[BEGIN Source document]

Here is a regular expression that tests if a number is divisible by 60:

^0$|^(?!0)(?=.*[02468]0$)(?:[0369]|[147](?:[0369]*[147][0369]*[258])*(?:[0369]*[258]|[0369]*[147][0369]*[147])|[258](?:[0369]*[258][0369]*[147])*(?:[0369]*[147]|[0369]*[258][0369]*[258]))*0$

It works by testing if the number is divisible by 3 and using a lookahead to check if it is divisble by 20. It differs from the regular expression posted by tiftik in the following ways:

  • It is slightly shorter.
  • It uses non-capturing groups.
  • Many languages (for example Javascript )don't support variable length lookbehind assertions. This regular expression does not use lookbehinds so it can for example also be used for client-side validation in a web application.
  • It disallows numbers with leading zeros (if you want to allow leading zeros just remove the (?!0)).

This is the code I used to generate and test it:

using System;
using System.Text;
using System.Text.RegularExpressions;

class Program
{
    Regex createRegex()
    {
        string a = "[0369]*";
        string b = "a[147]";
        string c = "a[258]";
        string r = "^0$|^(?!0)(?=.*[02468]0$)(?:[0369]|[147](?:bc)*(?:c|bb)|[258](?:cb)*(?:b|cc))*0$";
        r = r.Replace("b", b).Replace("c", c).Replace("a", a);
        return new Regex(r);
    }

    bool isDivisibleBy3(string s)
    {
        int sumOfDigits = 0;
        foreach (char c in s)
        {
            sumOfDigits += c - '0';
        }
        return sumOfDigits % 3 == 0;
    }

    bool isDivisibleBy20(string s)

[END Source document]

» **Problems to solve**
1) In the divisibility-by-60 post, restate the paragraph beginning "It works by testing" in a single shorter sentence that keeps its main facts.
2) Extract the records word for word, beginning at their first line and stopping after the line that contains "[(53, 107)]".

[BEGIN Exercise material]

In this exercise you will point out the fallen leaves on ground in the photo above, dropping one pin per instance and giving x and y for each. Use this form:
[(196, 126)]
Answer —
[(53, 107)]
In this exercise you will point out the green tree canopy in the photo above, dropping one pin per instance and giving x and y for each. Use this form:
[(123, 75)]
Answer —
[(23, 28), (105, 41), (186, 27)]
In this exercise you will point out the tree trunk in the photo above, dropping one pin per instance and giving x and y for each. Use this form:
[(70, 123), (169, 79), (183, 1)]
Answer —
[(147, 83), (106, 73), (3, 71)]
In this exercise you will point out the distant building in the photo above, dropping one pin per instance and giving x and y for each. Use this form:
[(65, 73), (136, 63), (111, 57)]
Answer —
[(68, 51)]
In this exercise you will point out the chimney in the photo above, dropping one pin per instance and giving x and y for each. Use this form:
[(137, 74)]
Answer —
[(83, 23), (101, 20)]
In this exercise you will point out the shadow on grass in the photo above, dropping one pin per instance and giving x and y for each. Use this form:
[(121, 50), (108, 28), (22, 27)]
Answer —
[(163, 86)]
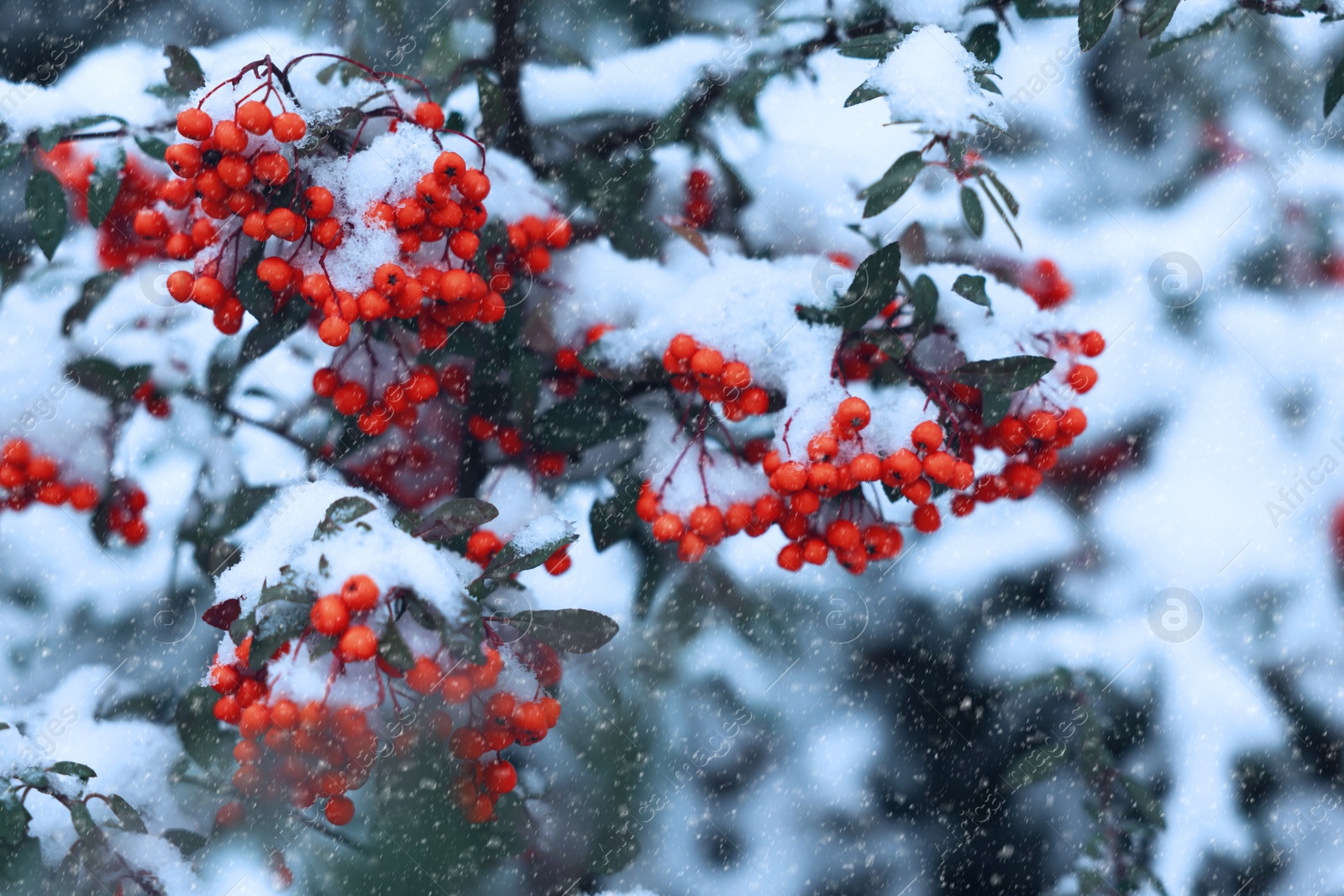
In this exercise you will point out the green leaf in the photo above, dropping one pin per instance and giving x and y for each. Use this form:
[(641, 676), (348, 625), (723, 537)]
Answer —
[(596, 416), (275, 329), (874, 285), (393, 647), (183, 71), (104, 187), (1034, 766), (13, 819), (1335, 87), (893, 184), (340, 512), (875, 46), (994, 407), (127, 815), (91, 296), (1003, 374), (73, 768), (510, 560), (524, 376), (974, 211), (199, 731), (1158, 15), (456, 516), (82, 819), (972, 289), (1093, 19), (107, 379), (277, 622), (925, 300), (568, 631), (152, 147), (864, 93), (1003, 191), (186, 841), (10, 155), (47, 214), (983, 42)]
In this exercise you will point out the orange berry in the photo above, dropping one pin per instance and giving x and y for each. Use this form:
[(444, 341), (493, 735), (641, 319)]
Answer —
[(358, 644)]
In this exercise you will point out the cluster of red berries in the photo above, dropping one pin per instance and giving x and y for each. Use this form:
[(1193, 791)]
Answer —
[(531, 241), (512, 443), (698, 369), (316, 752), (396, 406), (1046, 285), (156, 403), (484, 544), (30, 477), (699, 208)]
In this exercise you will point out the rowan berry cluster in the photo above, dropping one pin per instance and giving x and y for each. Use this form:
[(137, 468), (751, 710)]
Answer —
[(531, 238), (699, 207), (699, 369), (396, 405), (29, 479), (304, 752)]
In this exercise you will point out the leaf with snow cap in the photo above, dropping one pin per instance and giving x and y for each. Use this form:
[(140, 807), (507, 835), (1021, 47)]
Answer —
[(528, 550), (340, 512), (569, 631), (1003, 374)]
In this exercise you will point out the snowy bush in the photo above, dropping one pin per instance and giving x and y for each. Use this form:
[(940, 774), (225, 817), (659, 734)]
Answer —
[(815, 448)]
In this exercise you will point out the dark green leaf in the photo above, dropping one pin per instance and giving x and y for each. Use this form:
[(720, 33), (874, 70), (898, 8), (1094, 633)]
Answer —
[(994, 407), (1003, 191), (393, 647), (82, 819), (93, 291), (875, 46), (1034, 766), (73, 768), (1335, 87), (47, 215), (277, 622), (596, 416), (13, 819), (275, 329), (510, 560), (152, 147), (456, 516), (252, 291), (127, 815), (183, 71), (1093, 19), (8, 155), (107, 379), (983, 42), (566, 631), (199, 731), (104, 186), (524, 376), (893, 184), (925, 300), (974, 211), (186, 841), (340, 512), (972, 289), (874, 285), (1158, 15), (1003, 374), (864, 93)]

[END Exercise material]

» **Solved problems**
1) The regular expression checks divisibility by 3 and uses a lookahead to check divisibility by 20, and it differs from tiftik's regular expression in the ways listed after it.

2)
In this exercise you will point out the fallen leaves on ground in the photo above, dropping one pin per instance and giving x and y for each. Use this form:
[(196, 126)]
Answer —
[(53, 107)]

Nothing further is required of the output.